-------- Data for review
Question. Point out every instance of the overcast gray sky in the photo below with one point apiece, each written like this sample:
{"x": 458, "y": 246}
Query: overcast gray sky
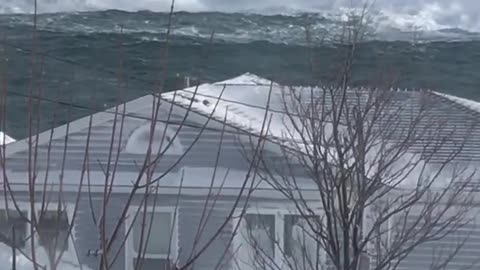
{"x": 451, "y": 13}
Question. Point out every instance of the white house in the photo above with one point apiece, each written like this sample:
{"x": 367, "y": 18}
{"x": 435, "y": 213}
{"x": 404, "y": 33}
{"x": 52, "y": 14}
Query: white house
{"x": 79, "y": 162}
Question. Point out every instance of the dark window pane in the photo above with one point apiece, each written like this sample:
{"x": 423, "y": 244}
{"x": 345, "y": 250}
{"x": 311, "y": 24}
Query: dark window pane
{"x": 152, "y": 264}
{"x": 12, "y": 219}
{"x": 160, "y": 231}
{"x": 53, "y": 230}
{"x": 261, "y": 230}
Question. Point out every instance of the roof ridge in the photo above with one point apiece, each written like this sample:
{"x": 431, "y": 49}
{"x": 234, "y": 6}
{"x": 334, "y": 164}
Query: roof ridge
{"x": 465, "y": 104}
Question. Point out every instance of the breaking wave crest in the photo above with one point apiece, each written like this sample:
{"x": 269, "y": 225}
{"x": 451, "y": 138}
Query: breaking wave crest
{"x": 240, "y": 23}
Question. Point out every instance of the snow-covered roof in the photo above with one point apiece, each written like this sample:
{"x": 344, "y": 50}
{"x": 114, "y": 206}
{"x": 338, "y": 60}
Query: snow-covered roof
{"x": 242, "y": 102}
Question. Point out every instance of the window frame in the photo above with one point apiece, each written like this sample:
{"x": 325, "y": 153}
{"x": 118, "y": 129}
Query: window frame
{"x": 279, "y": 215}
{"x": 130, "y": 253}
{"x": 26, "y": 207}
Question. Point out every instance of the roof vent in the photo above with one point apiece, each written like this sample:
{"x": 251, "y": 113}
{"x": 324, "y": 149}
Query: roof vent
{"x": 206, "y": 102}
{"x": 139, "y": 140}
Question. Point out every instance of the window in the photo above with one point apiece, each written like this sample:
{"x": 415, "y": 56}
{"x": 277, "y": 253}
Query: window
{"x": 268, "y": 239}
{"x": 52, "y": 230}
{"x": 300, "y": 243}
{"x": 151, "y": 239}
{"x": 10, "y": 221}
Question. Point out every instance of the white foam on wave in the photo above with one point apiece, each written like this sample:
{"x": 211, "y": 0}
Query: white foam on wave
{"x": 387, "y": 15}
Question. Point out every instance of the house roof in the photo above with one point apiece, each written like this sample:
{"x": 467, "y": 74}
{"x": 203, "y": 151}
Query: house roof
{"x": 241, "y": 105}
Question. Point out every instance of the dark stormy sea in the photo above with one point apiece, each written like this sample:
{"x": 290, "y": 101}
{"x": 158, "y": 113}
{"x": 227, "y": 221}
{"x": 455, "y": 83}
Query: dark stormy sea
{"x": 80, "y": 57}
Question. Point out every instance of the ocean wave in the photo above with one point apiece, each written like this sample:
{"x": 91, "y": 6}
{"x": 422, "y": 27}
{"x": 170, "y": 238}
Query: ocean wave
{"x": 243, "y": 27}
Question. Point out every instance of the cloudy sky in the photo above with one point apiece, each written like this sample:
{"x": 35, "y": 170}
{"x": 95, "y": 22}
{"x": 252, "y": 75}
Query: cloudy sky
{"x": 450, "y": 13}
----------------
-------- Data for review
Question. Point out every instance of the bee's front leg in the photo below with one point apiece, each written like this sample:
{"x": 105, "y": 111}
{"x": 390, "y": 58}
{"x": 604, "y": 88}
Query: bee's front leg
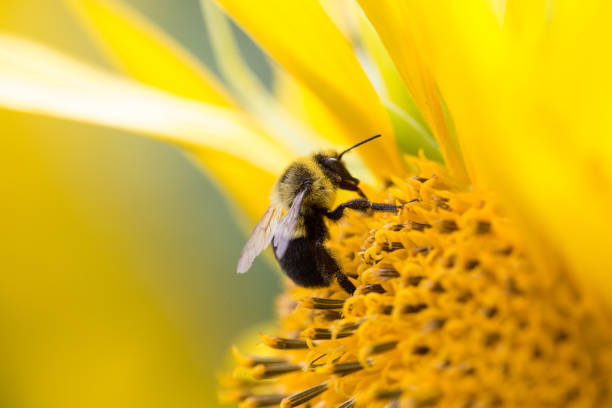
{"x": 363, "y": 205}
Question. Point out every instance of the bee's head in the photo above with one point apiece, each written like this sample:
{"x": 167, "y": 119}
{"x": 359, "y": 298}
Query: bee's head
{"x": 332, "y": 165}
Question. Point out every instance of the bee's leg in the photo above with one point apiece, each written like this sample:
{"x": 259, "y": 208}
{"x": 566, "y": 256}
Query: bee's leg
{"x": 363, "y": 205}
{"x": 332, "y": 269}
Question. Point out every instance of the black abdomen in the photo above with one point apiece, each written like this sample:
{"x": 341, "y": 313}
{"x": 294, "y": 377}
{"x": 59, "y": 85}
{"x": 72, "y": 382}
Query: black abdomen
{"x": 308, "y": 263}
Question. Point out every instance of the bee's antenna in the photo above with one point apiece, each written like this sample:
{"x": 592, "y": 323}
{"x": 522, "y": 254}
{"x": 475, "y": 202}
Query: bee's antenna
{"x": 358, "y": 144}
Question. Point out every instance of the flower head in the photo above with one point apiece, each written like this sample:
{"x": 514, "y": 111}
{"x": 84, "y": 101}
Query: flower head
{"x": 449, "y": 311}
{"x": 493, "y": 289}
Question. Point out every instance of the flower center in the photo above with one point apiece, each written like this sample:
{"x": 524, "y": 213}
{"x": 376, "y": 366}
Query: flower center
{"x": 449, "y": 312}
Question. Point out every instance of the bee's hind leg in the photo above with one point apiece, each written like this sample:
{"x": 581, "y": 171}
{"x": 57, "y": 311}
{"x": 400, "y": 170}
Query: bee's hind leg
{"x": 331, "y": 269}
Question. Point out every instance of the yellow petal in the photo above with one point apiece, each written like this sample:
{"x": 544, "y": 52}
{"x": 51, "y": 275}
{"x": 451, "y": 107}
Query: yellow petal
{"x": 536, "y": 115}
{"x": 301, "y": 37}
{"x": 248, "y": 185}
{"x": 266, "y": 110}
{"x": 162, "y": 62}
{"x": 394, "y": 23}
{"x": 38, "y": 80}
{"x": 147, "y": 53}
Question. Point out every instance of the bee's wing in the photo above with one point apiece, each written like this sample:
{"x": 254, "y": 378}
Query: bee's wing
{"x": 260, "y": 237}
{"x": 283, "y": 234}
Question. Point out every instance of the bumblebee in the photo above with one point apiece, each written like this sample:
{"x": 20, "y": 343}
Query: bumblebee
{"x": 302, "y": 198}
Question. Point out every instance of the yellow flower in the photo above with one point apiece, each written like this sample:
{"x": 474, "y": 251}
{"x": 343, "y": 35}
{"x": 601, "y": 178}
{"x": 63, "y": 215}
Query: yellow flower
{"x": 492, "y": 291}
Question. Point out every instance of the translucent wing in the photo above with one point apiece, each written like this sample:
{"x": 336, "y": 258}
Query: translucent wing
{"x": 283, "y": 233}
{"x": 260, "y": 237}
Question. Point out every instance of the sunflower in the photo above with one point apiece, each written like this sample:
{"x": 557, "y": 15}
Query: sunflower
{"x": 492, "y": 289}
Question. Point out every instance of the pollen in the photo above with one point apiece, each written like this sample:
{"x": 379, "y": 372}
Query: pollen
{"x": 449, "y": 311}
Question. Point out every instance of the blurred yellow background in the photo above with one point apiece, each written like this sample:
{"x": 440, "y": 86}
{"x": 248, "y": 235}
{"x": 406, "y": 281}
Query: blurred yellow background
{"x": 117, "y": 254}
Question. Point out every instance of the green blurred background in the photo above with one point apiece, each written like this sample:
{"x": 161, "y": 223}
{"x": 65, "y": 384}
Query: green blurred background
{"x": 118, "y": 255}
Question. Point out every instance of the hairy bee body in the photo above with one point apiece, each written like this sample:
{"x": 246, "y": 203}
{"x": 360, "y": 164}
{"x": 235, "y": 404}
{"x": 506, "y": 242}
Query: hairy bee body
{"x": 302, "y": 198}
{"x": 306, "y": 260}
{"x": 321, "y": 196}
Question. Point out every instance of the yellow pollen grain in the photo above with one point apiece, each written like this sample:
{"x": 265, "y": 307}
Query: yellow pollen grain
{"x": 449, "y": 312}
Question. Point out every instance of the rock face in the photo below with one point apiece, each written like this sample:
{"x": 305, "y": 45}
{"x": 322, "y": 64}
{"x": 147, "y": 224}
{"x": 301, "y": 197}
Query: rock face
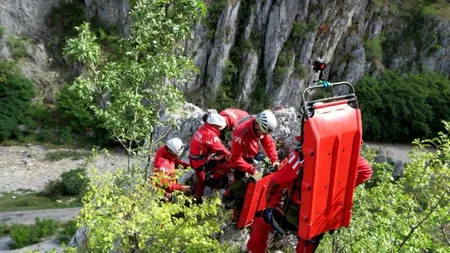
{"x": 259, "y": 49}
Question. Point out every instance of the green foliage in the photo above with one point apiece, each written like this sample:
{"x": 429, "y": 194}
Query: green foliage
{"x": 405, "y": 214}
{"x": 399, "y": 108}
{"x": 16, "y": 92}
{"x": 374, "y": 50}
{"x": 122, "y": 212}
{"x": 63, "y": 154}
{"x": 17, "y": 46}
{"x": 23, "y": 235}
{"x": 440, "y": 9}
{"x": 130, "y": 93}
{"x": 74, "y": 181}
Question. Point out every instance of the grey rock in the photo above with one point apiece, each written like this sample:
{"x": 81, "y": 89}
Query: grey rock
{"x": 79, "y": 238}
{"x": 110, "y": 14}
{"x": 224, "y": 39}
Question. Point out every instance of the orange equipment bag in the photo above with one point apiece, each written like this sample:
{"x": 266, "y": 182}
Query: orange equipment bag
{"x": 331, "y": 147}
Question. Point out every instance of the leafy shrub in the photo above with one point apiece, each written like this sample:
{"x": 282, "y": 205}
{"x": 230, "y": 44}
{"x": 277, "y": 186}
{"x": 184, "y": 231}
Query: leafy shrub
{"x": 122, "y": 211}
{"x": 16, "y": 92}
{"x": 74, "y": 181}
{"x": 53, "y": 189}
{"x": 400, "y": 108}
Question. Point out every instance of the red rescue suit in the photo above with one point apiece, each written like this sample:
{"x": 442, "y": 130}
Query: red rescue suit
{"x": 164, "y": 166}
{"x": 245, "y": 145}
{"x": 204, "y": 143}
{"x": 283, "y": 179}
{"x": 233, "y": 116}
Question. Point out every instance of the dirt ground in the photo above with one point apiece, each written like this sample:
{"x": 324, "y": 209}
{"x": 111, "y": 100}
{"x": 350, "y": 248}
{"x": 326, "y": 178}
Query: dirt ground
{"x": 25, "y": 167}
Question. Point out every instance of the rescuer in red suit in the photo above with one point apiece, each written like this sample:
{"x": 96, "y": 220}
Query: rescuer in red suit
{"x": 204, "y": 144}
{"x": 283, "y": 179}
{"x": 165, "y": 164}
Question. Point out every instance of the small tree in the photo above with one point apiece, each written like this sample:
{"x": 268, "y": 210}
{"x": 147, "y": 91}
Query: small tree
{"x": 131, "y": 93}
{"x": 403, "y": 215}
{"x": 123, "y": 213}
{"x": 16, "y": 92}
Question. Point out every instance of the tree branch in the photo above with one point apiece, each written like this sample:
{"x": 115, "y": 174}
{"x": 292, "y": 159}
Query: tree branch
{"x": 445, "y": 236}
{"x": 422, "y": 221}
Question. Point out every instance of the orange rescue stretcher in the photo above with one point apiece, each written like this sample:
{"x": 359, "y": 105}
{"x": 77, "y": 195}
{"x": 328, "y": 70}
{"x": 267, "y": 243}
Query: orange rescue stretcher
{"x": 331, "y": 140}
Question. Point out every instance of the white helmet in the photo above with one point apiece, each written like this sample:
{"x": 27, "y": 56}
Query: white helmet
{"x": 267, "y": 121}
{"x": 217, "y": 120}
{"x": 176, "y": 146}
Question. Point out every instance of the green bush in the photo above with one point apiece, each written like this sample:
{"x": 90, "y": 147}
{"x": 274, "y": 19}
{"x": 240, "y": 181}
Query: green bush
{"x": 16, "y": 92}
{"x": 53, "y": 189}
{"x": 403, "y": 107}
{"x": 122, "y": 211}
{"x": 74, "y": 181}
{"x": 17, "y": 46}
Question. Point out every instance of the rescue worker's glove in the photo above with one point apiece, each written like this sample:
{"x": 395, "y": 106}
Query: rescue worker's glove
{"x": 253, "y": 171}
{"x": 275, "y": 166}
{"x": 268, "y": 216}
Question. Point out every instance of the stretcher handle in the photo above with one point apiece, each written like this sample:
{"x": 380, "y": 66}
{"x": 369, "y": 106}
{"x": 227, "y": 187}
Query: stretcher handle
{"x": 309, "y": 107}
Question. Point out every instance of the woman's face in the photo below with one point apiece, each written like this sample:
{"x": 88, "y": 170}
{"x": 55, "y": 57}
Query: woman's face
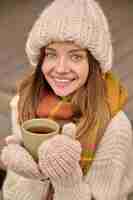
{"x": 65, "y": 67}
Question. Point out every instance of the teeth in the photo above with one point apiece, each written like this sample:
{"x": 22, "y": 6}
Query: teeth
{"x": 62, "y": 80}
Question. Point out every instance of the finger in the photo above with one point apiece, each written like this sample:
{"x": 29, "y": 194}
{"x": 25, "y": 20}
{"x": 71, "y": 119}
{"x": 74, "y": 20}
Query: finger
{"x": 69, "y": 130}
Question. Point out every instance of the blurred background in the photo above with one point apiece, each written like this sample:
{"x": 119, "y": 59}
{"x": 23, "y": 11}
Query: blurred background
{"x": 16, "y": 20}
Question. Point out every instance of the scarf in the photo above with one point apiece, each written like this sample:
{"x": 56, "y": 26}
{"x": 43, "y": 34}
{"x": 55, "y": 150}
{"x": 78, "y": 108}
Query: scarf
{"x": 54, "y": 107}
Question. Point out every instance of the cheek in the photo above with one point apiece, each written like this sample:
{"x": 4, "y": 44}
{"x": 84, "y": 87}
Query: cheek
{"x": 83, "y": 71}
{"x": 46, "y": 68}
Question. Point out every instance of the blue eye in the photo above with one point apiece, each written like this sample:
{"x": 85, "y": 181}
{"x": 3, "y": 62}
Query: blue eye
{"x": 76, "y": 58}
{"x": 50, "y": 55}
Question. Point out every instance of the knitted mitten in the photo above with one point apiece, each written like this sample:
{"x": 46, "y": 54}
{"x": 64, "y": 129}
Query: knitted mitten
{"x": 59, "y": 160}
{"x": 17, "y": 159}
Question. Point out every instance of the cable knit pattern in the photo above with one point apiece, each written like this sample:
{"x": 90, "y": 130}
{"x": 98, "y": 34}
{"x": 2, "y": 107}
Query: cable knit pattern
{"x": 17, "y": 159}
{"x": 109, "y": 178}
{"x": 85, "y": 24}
----------------
▶ _What to work on_: Lines with the word "below" in them are the answer; report each one from the data.

▶ _Response to the task_:
Question. Point out every instance of the overcast gray sky in the photo below with one point apiece, each written like this sample:
Question. Point out every instance of the bee's front leg in the photo below with one point apiece, each written like this sample:
Question. Point out every instance of the rock face in the photo below with one point apiece, each written like this sample:
Question. Point out every instance of the woman's face in the photo below with one point apiece, each written like this sample:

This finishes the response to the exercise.